* _Your instructions_
Every record below needs to be printed again exactly.

[Spatial localization data]
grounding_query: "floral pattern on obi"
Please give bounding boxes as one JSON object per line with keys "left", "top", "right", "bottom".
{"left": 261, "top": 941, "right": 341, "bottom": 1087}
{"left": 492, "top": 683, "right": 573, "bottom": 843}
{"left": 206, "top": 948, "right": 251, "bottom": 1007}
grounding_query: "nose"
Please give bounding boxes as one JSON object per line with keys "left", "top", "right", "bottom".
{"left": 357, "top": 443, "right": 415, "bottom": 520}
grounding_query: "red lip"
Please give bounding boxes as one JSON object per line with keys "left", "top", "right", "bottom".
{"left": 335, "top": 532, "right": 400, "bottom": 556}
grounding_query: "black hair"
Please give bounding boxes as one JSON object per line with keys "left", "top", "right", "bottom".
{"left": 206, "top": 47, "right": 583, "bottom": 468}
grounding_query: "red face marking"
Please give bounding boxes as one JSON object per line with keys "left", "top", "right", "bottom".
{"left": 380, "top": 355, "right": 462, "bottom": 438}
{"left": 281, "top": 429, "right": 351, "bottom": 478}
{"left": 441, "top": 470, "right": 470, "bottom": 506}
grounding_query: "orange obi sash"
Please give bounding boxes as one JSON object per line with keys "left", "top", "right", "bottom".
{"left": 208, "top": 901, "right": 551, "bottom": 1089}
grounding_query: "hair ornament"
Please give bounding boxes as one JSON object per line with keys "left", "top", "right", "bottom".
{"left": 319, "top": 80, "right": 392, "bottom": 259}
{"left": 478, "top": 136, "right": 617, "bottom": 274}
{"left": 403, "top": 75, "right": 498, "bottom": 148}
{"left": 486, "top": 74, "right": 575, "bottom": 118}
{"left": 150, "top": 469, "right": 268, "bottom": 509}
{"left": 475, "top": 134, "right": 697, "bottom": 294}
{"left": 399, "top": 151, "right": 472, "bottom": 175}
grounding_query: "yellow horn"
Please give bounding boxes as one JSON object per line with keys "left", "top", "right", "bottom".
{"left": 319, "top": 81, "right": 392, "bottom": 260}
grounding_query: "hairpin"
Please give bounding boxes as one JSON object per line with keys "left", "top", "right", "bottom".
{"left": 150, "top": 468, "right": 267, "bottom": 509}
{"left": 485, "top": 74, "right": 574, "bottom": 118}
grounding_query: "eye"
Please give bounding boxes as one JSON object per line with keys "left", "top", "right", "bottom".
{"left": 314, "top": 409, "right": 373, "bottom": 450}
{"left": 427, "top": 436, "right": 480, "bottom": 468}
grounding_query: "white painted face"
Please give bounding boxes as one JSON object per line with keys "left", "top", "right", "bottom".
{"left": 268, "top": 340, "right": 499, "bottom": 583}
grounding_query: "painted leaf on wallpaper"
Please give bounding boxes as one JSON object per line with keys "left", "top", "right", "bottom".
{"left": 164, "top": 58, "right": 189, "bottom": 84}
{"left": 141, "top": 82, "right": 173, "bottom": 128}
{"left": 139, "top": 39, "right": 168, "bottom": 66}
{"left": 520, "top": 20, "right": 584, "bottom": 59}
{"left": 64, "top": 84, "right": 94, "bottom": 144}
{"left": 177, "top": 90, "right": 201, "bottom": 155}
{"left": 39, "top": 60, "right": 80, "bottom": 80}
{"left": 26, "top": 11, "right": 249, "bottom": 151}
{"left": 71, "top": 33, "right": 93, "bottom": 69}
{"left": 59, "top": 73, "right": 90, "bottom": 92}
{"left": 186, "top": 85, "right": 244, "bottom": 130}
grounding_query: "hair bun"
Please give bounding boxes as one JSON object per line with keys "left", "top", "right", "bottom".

* _Response to this task_
grounding_query: "floral pattern on obi"
Please give bounding boxes as one JSON object per line with keys "left", "top", "right", "bottom".
{"left": 261, "top": 941, "right": 341, "bottom": 1087}
{"left": 492, "top": 683, "right": 573, "bottom": 843}
{"left": 206, "top": 948, "right": 251, "bottom": 1007}
grounding_query: "nose"
Please give bounding boxes as one JSON object per line with keys "left", "top", "right", "bottom".
{"left": 357, "top": 443, "right": 415, "bottom": 520}
grounding_query: "red lip"
Please give bounding boxes as one JSON object per line with keys "left", "top", "right", "bottom".
{"left": 335, "top": 532, "right": 400, "bottom": 556}
grounding_query: "black hair"
Please give bounding boxes as one JSON object per line with keys "left", "top", "right", "bottom".
{"left": 206, "top": 47, "right": 583, "bottom": 468}
grounding_query: "red face marking"
Please give bounding boxes as one JSON object per line with keys "left", "top", "right", "bottom".
{"left": 380, "top": 355, "right": 462, "bottom": 438}
{"left": 281, "top": 429, "right": 351, "bottom": 478}
{"left": 441, "top": 470, "right": 470, "bottom": 506}
grounding_query: "orange obi sash"
Please give bounding boxes as one JSON object per line with keys "left", "top", "right", "bottom".
{"left": 208, "top": 901, "right": 551, "bottom": 1089}
grounding_query: "hair ornament"
Please give bounding boxes as one JSON object per line with keys "left", "top", "right", "bottom".
{"left": 319, "top": 80, "right": 392, "bottom": 259}
{"left": 478, "top": 136, "right": 617, "bottom": 274}
{"left": 403, "top": 75, "right": 498, "bottom": 148}
{"left": 486, "top": 74, "right": 575, "bottom": 118}
{"left": 150, "top": 469, "right": 268, "bottom": 509}
{"left": 475, "top": 134, "right": 697, "bottom": 294}
{"left": 399, "top": 151, "right": 472, "bottom": 175}
grounding_query: "yellow horn"
Please give bounding boxes as one JSON object per line with keys "left", "top", "right", "bottom".
{"left": 319, "top": 81, "right": 392, "bottom": 260}
grounding_query: "hairpin"
Please give bounding boxes as one JSON object per line with keys "left", "top", "right", "bottom".
{"left": 150, "top": 468, "right": 267, "bottom": 509}
{"left": 485, "top": 74, "right": 574, "bottom": 118}
grounding_query: "eye"
Please give bounding boxes as one JSON object per line with keys "left", "top", "right", "bottom".
{"left": 314, "top": 409, "right": 373, "bottom": 450}
{"left": 427, "top": 436, "right": 480, "bottom": 468}
grounding_query: "white painted face"
Please give bounding boxes as one JSON object per line with keys "left", "top", "right", "bottom".
{"left": 268, "top": 340, "right": 499, "bottom": 583}
grounding_query: "painted leaf on wallpaper"
Please give bounding boxes as one JSON object per line with keys "left", "top", "right", "bottom".
{"left": 164, "top": 58, "right": 189, "bottom": 84}
{"left": 141, "top": 82, "right": 173, "bottom": 128}
{"left": 139, "top": 39, "right": 168, "bottom": 66}
{"left": 520, "top": 20, "right": 584, "bottom": 59}
{"left": 64, "top": 84, "right": 94, "bottom": 144}
{"left": 177, "top": 90, "right": 201, "bottom": 155}
{"left": 39, "top": 60, "right": 80, "bottom": 80}
{"left": 26, "top": 11, "right": 249, "bottom": 151}
{"left": 71, "top": 33, "right": 93, "bottom": 69}
{"left": 59, "top": 73, "right": 90, "bottom": 92}
{"left": 186, "top": 85, "right": 244, "bottom": 130}
grounding_query: "hair bun"
Please give bounding boxes as one JSON object per line with keys "left", "top", "right", "bottom".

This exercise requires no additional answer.